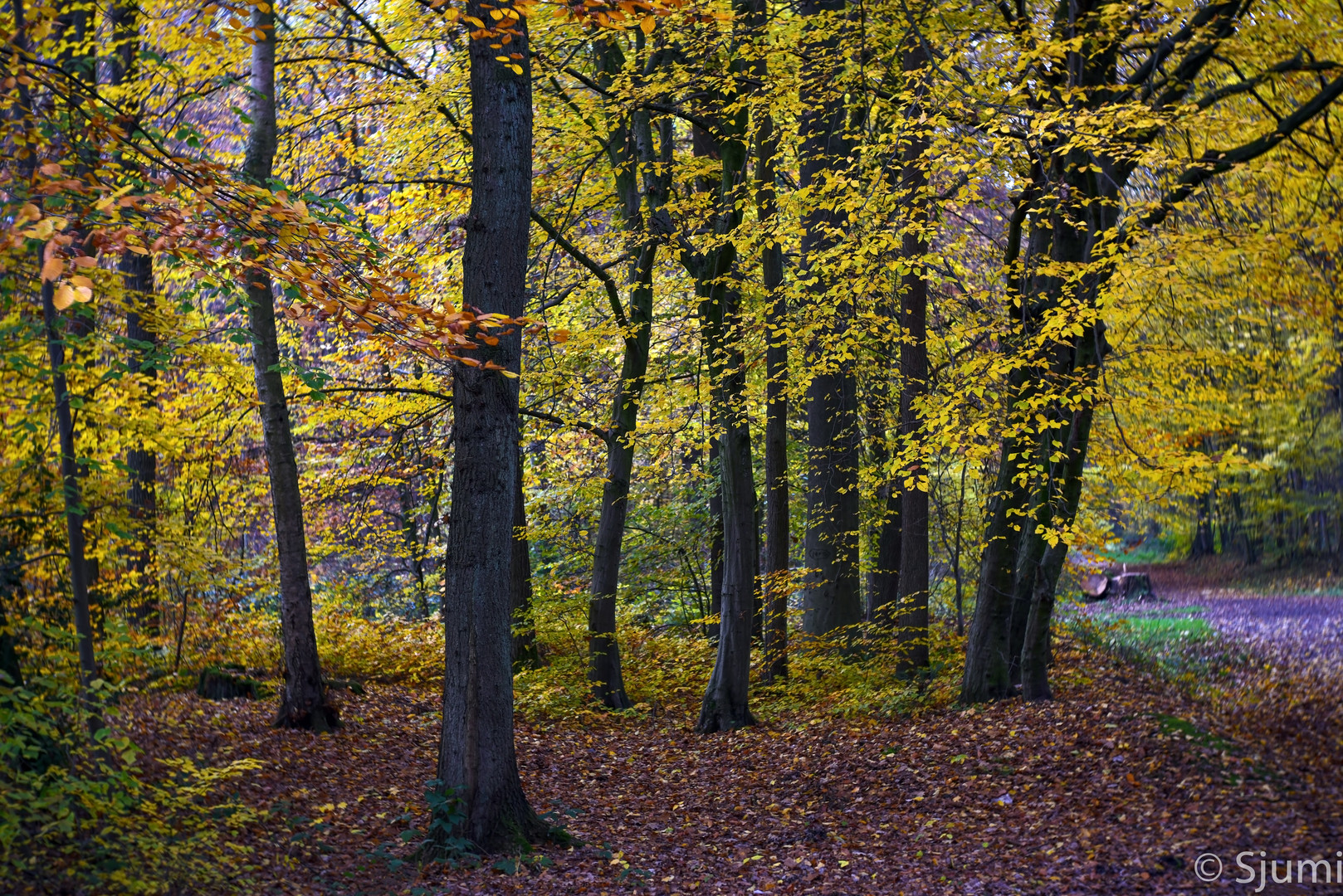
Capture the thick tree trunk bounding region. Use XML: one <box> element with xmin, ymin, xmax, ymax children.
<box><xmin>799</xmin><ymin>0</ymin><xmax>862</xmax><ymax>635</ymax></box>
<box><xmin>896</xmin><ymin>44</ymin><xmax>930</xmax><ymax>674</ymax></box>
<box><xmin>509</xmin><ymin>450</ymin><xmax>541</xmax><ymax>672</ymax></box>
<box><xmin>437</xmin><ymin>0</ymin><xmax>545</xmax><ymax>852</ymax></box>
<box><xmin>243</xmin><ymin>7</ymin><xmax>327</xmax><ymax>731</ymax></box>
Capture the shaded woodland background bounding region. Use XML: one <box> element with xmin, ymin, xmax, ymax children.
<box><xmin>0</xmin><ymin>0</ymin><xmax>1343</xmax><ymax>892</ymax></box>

PROMPT
Reproduce every record above verbatim, line for line, and omit the pictures from the output.

WRITTEN SOLUTION
Capture the thick tree trunk bounding region. Use XML: one <box> element with xmin, ymin, xmax, ymax children.
<box><xmin>799</xmin><ymin>0</ymin><xmax>862</xmax><ymax>635</ymax></box>
<box><xmin>896</xmin><ymin>44</ymin><xmax>930</xmax><ymax>674</ymax></box>
<box><xmin>509</xmin><ymin>450</ymin><xmax>541</xmax><ymax>672</ymax></box>
<box><xmin>437</xmin><ymin>0</ymin><xmax>545</xmax><ymax>852</ymax></box>
<box><xmin>243</xmin><ymin>7</ymin><xmax>327</xmax><ymax>731</ymax></box>
Capture the shaded woodland background bounding region. Use XML: one <box> element with xmin, ymin, xmax, ymax children.
<box><xmin>0</xmin><ymin>0</ymin><xmax>1343</xmax><ymax>892</ymax></box>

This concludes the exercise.